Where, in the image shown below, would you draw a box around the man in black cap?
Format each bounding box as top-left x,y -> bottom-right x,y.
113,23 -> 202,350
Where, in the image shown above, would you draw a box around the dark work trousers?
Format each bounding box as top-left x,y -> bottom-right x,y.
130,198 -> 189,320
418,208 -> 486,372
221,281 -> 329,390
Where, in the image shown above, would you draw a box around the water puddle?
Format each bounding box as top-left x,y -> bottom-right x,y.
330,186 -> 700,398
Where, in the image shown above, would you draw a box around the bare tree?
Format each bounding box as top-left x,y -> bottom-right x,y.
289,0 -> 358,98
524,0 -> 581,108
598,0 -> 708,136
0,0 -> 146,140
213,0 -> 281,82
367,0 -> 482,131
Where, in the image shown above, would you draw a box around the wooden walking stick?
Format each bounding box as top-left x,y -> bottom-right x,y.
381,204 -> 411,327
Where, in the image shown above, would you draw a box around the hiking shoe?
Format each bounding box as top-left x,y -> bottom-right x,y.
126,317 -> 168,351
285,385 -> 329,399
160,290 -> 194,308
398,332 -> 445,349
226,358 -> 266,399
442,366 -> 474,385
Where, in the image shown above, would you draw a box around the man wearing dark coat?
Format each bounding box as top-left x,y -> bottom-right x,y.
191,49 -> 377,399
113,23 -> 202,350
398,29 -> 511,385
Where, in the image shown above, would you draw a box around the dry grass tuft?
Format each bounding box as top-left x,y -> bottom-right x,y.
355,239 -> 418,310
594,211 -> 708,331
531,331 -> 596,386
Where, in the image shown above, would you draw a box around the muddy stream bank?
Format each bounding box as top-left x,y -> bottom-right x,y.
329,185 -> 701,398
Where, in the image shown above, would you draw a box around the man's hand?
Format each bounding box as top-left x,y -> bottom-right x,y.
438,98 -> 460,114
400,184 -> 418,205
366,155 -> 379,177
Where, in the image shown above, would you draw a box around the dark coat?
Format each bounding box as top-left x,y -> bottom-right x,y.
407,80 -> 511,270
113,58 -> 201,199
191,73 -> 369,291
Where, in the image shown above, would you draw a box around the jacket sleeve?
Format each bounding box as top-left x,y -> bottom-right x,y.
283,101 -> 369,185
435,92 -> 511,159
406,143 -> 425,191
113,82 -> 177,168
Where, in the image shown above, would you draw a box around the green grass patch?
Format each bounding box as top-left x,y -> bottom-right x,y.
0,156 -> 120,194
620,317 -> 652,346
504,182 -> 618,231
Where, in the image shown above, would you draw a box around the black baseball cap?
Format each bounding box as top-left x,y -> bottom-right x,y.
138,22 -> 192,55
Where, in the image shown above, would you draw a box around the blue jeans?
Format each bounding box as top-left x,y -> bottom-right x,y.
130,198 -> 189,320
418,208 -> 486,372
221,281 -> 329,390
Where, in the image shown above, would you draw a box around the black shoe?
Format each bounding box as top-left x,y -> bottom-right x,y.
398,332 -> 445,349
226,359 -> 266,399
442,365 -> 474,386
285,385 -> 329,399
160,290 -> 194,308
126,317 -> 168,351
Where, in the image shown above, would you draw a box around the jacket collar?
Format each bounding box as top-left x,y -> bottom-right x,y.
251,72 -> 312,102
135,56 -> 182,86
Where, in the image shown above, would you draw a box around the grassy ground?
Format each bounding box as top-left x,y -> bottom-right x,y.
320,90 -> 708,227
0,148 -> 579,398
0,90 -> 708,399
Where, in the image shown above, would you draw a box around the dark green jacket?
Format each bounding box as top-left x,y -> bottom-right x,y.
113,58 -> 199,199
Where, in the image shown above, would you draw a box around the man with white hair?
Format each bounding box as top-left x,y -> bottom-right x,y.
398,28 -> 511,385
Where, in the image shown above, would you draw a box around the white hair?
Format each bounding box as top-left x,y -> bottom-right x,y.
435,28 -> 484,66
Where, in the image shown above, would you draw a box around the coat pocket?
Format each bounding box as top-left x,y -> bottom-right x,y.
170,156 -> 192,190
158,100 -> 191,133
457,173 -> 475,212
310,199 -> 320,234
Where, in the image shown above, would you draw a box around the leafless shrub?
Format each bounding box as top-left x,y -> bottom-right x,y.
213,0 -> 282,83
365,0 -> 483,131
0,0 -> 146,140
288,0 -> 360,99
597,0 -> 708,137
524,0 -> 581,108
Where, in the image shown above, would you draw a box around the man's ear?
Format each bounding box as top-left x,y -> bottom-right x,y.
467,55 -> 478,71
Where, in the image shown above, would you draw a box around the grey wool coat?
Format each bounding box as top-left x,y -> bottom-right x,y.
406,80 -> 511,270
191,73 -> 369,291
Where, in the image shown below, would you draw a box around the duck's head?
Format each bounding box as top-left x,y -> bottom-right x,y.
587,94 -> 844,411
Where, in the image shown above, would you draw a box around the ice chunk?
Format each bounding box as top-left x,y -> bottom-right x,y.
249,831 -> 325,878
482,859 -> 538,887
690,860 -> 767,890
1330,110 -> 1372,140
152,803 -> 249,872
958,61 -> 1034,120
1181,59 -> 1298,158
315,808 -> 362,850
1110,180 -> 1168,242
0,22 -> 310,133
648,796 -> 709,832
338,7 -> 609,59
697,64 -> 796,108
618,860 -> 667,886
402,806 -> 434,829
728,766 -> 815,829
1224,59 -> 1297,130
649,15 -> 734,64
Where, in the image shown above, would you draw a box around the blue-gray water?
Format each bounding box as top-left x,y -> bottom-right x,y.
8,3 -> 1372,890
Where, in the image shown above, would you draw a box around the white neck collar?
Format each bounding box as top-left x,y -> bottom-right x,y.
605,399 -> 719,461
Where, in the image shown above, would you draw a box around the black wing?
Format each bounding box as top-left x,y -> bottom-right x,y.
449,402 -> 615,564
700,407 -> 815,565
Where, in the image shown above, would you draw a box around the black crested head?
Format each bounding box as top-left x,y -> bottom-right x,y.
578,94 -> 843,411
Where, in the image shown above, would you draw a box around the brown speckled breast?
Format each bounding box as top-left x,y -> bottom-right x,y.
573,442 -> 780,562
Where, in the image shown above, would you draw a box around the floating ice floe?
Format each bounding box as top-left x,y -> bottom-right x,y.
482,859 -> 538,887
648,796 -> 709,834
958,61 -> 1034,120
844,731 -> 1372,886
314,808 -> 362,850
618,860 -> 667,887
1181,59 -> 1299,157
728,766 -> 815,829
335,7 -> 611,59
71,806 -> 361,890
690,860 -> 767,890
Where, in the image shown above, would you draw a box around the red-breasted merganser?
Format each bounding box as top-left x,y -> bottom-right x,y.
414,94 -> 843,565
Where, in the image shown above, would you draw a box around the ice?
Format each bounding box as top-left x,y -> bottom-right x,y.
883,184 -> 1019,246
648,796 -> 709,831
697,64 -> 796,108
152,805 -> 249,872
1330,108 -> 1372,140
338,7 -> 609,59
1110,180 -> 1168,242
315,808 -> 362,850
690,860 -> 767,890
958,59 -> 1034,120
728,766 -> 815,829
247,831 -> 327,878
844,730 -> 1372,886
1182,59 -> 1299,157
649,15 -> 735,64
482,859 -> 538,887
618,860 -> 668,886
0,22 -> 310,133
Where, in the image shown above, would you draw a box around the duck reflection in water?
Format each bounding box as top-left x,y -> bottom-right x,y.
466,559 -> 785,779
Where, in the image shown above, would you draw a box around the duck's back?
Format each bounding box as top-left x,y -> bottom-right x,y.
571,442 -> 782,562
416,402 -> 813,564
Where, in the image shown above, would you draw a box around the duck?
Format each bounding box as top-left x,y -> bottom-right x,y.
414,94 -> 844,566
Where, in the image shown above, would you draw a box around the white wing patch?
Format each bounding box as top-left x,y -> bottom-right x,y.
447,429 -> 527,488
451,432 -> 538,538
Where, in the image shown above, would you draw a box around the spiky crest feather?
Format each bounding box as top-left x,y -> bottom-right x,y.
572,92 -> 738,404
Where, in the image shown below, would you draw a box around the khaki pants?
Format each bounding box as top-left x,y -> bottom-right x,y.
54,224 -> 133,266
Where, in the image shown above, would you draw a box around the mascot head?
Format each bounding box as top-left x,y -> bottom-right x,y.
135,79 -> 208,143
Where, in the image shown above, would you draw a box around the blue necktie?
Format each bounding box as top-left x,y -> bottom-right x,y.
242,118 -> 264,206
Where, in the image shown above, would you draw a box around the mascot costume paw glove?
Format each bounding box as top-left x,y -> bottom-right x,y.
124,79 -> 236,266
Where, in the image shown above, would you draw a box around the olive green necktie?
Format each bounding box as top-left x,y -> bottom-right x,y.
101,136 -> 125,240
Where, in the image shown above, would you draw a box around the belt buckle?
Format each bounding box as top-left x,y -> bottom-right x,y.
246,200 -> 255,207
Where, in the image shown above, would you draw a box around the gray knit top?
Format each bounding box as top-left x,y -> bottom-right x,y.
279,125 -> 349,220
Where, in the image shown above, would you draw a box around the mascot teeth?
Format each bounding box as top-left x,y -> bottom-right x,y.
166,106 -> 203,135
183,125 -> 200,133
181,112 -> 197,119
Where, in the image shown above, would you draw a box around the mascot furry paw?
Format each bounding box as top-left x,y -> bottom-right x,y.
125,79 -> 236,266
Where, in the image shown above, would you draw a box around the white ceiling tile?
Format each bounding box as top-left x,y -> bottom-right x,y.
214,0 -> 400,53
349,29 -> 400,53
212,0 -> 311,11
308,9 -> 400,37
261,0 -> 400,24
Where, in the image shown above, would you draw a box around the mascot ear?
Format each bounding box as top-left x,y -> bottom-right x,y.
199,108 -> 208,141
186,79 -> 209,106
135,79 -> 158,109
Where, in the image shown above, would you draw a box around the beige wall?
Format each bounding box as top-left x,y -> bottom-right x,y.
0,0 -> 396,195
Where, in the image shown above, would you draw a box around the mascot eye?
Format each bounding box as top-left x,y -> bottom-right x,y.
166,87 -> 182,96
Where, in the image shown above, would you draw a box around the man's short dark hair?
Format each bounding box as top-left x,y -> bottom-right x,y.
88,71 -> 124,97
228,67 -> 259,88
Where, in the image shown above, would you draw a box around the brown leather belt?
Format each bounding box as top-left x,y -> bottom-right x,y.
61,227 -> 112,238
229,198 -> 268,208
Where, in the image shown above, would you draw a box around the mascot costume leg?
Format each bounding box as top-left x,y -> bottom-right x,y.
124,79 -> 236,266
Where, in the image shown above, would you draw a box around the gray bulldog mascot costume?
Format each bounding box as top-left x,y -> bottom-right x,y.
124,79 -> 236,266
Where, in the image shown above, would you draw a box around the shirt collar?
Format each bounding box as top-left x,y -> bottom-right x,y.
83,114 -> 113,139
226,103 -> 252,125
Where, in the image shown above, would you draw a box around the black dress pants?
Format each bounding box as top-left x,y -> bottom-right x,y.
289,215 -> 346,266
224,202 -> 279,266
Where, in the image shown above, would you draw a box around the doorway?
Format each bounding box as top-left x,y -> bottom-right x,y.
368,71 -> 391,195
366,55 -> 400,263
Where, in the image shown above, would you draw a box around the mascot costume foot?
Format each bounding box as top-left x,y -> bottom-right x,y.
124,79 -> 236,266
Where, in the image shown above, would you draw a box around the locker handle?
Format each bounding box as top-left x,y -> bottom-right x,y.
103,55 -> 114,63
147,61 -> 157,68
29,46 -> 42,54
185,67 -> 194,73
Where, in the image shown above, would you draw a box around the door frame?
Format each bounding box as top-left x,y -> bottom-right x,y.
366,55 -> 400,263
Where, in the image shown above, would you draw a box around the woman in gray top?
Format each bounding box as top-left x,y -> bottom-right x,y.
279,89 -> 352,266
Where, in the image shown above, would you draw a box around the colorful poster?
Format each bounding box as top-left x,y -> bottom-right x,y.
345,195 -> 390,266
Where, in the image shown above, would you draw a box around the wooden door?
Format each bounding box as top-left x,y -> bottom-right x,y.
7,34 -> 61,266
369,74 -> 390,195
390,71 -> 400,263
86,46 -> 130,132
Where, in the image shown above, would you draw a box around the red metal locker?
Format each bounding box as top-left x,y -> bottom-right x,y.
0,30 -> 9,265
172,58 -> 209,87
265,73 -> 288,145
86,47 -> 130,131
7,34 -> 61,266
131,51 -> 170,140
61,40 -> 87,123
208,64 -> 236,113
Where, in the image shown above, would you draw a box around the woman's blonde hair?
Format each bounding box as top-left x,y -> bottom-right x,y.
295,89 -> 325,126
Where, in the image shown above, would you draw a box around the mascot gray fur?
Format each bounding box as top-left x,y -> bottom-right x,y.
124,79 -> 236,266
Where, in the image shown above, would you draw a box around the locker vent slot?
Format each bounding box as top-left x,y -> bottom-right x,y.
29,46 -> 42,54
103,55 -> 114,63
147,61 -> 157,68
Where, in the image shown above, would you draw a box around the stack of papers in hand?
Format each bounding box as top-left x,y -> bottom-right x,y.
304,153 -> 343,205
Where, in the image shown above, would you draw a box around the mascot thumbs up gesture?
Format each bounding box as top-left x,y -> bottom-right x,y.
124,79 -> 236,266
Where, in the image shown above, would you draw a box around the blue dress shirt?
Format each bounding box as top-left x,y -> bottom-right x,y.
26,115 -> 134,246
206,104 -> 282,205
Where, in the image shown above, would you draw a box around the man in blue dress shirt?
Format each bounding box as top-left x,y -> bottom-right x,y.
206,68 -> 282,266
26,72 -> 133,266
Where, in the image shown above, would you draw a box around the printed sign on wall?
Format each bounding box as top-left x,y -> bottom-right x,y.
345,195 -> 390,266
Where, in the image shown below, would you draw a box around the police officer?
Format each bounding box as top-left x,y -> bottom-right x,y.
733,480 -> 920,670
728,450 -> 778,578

» **Exercise requirements**
Rewrite everything from the start of the listing down to the line containing "381,204 -> 411,327", inclusive, as a numbered list, and leave out any blank lines.

» **Written reply**
1. Where, in the image shown below, would you draw a box around the man in black cap?
2. Format each bounding box as top-left x,y -> bottom-right x,y.
3. 113,23 -> 202,350
4. Where, in the image shown above, would you draw a box around the dark work trousers?
5. Format each bounding box as top-left x,y -> bottom-right x,y.
6. 130,198 -> 189,320
7. 418,208 -> 486,372
8. 221,281 -> 329,390
9. Where, in the image shown above, would you draw a box around the water puddle?
10. Format each bounding box as top-left x,y -> bottom-right x,y.
11. 330,186 -> 700,398
12. Where, in the image shown above, would you draw a box around the bare tree?
13. Format each bounding box as top-left x,y -> bottom-right x,y.
14. 289,0 -> 358,98
15. 524,0 -> 581,108
16. 598,0 -> 708,136
17. 0,0 -> 146,140
18. 213,0 -> 281,82
19. 367,0 -> 482,131
20. Where, in the image shown above, would you draw a box around the wooden walking stick?
21. Format each bounding box as top-left x,y -> bottom-right x,y.
22. 381,204 -> 411,327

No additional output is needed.